** start of RECORD SET **
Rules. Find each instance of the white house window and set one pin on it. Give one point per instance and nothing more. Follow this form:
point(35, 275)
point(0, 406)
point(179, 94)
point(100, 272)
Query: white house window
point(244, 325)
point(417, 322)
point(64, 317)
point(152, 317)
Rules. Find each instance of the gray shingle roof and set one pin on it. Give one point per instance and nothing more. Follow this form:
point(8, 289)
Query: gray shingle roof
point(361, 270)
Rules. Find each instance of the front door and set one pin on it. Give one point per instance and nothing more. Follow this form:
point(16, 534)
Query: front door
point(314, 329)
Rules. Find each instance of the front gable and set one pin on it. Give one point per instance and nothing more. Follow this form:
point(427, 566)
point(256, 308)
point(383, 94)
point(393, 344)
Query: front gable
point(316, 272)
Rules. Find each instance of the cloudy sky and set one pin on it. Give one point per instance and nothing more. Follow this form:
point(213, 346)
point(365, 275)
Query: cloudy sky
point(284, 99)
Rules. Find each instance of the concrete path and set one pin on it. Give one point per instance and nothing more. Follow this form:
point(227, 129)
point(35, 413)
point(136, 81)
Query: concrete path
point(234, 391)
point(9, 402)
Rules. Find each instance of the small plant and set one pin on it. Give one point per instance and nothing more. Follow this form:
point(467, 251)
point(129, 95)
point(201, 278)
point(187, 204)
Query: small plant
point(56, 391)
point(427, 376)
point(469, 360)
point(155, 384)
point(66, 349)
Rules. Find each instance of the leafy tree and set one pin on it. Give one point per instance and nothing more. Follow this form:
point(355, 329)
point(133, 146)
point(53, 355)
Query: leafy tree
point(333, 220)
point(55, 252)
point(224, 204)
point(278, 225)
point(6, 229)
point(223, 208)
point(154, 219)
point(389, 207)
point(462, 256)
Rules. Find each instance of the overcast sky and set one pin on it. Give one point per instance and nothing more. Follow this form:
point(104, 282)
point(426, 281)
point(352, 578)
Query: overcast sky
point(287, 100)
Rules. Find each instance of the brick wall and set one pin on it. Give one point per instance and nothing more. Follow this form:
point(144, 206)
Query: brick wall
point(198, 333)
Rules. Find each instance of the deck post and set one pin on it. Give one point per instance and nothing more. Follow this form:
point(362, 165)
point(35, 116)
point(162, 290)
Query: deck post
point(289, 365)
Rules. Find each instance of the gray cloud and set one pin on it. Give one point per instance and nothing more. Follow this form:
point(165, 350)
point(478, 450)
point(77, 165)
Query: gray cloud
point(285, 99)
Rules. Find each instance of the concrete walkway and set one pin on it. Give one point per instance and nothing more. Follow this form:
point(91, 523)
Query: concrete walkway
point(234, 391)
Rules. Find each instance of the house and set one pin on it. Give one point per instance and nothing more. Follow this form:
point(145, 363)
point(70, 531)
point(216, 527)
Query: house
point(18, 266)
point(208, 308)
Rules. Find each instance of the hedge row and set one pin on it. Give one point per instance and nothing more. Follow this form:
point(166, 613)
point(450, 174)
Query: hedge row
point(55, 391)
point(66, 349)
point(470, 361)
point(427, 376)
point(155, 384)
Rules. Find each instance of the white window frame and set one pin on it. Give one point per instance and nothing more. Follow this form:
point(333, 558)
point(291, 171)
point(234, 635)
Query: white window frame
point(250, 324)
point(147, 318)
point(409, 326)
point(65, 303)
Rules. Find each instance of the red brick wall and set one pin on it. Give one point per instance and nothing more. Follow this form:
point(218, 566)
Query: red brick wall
** end of RECORD SET **
THE REQUEST:
Can you switch every "set one pin" in all the records above to "place one marker" and give the records again, with nothing else changed?

THE OUTPUT:
Rules. Find each instance of the white house window and place one marker on it. Give one point per instance and nothing more. Follow this form:
point(35, 275)
point(0, 406)
point(179, 94)
point(100, 272)
Query: white house window
point(244, 325)
point(417, 322)
point(64, 317)
point(152, 317)
Rules. Find each instance of the gray shingle roof and place one marker on it. Give one point per instance and nothing more. Follow this form:
point(8, 289)
Query: gray shingle roof
point(361, 270)
Rules. Find each instance of the front door and place one marker on it. Give one point per instance and nothing more. Follow this form:
point(16, 534)
Query: front door
point(314, 329)
Rules. Find each instance of the front gable and place one marker on it. Give one point per instance and nothing more. Follow this form:
point(427, 566)
point(256, 308)
point(383, 94)
point(393, 344)
Query: front gable
point(316, 272)
Rules. Find each instance of the cloudy sky and place one marker on it. Give one point per instance and nothing more. Follow this form:
point(213, 346)
point(365, 275)
Query: cloudy sky
point(284, 99)
Rules. Find each instance of the concrete path and place one marker on it. Give one point per instance and nothing more. Follow this form:
point(227, 129)
point(35, 413)
point(136, 81)
Query: concrete path
point(234, 391)
point(9, 402)
Rules. Find each instance of the small plant and place one marker on it. Give one point per instance and nothing more. Follow this form:
point(467, 251)
point(129, 95)
point(201, 278)
point(187, 204)
Query: small plant
point(56, 391)
point(427, 376)
point(469, 360)
point(155, 384)
point(66, 349)
Rules. Find each instance of the leafy tree and place one marker on it. Give one point per instance and nothing more. Follow this form:
point(355, 329)
point(133, 146)
point(53, 355)
Query: leafy tree
point(333, 220)
point(55, 252)
point(224, 204)
point(278, 225)
point(6, 229)
point(223, 208)
point(154, 219)
point(389, 207)
point(462, 256)
Rules. Find each instance of the overcast sky and place one marker on it. Give one point per instance and nothing more. Follow this form:
point(104, 282)
point(426, 281)
point(352, 578)
Query: overcast sky
point(287, 100)
Rules. Find each instance of the brick wall and place one marker on it. Give one point per instance and nothing more. Follow this form:
point(144, 206)
Query: brick wall
point(198, 333)
Rules. Find each instance of the deck post and place one marker on it. Give one point per instance and nothing more. Follow this form:
point(362, 165)
point(35, 116)
point(162, 290)
Query: deck post
point(289, 365)
Rules. Find each instance of the gray cloud and place one marker on it. Give one point per instance and nothing more. Follow this form:
point(165, 350)
point(478, 450)
point(77, 165)
Query: gray cloud
point(285, 99)
Rules. Find each instance of the concrete walkway and place one marker on it. Give one point per instance and nothing more. Follow this form:
point(91, 523)
Query: concrete walkway
point(234, 391)
Rules. Find each instance of the house and place one marker on it. Give one point per instance and nothing more. Follow this form:
point(145, 363)
point(70, 531)
point(216, 527)
Query: house
point(18, 266)
point(208, 308)
Rules. Find each instance of the hedge row and place one marker on it. Give one point per instance and nothing more. Follow this form:
point(166, 613)
point(450, 174)
Query: hedge row
point(55, 391)
point(66, 349)
point(470, 361)
point(427, 376)
point(155, 384)
Rules. Find each instance of the white window frame and place one marker on it. Give one point per instance and nothing more. Follow this form:
point(333, 558)
point(291, 171)
point(234, 635)
Query: white window frame
point(250, 324)
point(147, 318)
point(409, 326)
point(65, 303)
Rules. Find each instance of the red brick wall and place one marker on it. Give one point per instance and nothing more. Follow this form:
point(218, 566)
Query: red brick wall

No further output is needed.